Task details:
Copy out the entries word for word, starting at the very beginning and ending with the line that contains "POLYGON ((61 4, 60".
··· Data supplied ···
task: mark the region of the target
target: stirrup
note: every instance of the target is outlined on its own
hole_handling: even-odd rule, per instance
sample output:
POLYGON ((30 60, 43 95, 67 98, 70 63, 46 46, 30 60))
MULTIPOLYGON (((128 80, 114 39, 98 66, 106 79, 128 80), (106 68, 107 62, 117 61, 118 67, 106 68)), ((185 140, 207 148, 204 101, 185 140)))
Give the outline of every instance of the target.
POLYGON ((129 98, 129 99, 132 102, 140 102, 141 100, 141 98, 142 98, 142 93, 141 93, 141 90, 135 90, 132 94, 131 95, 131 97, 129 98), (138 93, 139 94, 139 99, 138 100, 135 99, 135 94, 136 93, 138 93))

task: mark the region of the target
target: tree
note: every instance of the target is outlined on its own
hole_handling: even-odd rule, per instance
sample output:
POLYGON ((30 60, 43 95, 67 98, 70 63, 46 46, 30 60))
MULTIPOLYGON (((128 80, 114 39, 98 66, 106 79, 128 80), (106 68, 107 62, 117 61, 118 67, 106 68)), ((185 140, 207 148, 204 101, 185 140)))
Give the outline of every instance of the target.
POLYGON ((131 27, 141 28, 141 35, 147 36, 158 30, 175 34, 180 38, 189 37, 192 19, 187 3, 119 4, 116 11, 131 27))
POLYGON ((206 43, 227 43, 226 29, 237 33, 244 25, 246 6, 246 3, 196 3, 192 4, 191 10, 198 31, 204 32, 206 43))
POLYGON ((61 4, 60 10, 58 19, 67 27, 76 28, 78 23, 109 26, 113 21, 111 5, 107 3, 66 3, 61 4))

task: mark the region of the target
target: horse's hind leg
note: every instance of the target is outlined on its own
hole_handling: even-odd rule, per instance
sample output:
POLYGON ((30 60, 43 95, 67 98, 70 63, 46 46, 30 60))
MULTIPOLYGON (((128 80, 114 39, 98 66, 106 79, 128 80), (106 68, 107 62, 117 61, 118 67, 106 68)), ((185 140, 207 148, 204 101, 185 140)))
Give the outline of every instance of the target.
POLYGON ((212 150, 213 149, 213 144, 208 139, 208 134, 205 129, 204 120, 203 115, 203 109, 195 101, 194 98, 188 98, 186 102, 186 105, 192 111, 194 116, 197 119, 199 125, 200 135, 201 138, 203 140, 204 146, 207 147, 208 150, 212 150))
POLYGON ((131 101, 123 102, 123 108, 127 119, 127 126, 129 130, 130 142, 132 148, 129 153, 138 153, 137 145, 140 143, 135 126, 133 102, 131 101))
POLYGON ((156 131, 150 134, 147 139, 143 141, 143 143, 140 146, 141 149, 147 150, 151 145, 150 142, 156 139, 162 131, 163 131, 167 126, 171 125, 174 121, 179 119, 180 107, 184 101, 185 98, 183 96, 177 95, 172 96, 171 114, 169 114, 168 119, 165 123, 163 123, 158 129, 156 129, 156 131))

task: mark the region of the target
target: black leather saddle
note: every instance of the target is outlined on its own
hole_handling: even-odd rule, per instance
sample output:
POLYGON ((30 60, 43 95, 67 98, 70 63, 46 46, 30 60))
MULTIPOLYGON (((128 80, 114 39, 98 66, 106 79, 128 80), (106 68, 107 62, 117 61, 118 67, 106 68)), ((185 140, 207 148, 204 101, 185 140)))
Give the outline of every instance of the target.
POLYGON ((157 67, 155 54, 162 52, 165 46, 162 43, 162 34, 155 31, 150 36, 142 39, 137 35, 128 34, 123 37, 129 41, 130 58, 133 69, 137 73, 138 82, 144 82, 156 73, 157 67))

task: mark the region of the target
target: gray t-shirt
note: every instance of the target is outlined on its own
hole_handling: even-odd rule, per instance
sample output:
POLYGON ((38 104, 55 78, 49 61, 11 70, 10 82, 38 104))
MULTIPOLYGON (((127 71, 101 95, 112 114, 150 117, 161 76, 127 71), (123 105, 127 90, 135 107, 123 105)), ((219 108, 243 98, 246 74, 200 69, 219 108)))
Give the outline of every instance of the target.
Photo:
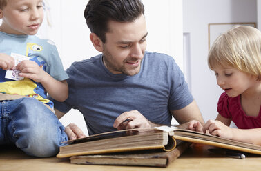
POLYGON ((102 55, 75 62, 66 70, 69 98, 55 108, 79 110, 89 134, 113 131, 122 113, 138 110, 150 121, 171 125, 170 110, 183 108, 193 98, 183 73, 173 57, 146 52, 140 72, 134 76, 113 74, 102 63, 102 55))

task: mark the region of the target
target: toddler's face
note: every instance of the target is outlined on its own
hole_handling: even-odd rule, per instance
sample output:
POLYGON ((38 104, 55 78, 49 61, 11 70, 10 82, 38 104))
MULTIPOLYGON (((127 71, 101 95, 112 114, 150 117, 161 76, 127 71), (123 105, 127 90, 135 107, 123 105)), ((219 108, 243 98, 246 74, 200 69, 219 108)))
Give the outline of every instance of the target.
POLYGON ((44 19, 42 0, 8 0, 0 10, 1 31, 14 34, 35 34, 44 19))
POLYGON ((256 83, 255 77, 232 67, 213 68, 217 83, 229 97, 235 97, 250 90, 256 83))

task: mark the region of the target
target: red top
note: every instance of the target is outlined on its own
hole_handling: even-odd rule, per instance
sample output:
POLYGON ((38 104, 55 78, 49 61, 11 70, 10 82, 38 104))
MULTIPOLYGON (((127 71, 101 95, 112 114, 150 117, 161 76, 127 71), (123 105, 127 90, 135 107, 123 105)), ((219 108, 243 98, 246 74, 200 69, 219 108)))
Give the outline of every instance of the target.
···
Result below:
task: mark the region of the target
target: stirrup
note: every instance of the target is outlined on its own
hole_handling: even-odd rule, per instance
sample output:
POLYGON ((30 60, 43 95, 67 98, 70 63, 46 46, 30 60))
MULTIPOLYGON (((128 80, 114 39, 98 66, 106 79, 128 80), (106 68, 107 62, 117 61, 118 67, 106 68)), ((185 140, 207 148, 204 101, 185 140)))
Give the outline of every instance of the target.
POLYGON ((129 98, 129 99, 132 102, 140 102, 141 100, 141 98, 142 98, 142 93, 141 93, 141 90, 135 90, 132 94, 131 95, 131 97, 129 98), (138 93, 139 94, 139 99, 138 100, 135 99, 135 94, 136 93, 138 93))

task: mark the region of the target
target: tree
note: every instance of the target is outlined on its own
hole_handling: even-odd rule, per instance
sample output:
POLYGON ((30 60, 43 95, 67 98, 70 63, 46 46, 30 60))
MULTIPOLYGON (((128 80, 114 39, 98 66, 106 79, 128 80), (106 68, 107 62, 117 61, 118 67, 106 68)), ((185 140, 207 148, 204 101, 185 140)))
Give the outline of every instance of the target.
POLYGON ((131 27, 141 28, 141 35, 147 36, 158 30, 175 34, 180 38, 189 37, 192 19, 187 3, 119 4, 116 11, 131 27))
POLYGON ((206 43, 227 43, 226 29, 237 33, 244 25, 246 6, 246 3, 196 3, 192 4, 191 10, 198 31, 204 32, 206 43))
POLYGON ((61 4, 60 10, 58 19, 67 27, 76 28, 78 23, 109 26, 113 21, 111 5, 107 3, 66 3, 61 4))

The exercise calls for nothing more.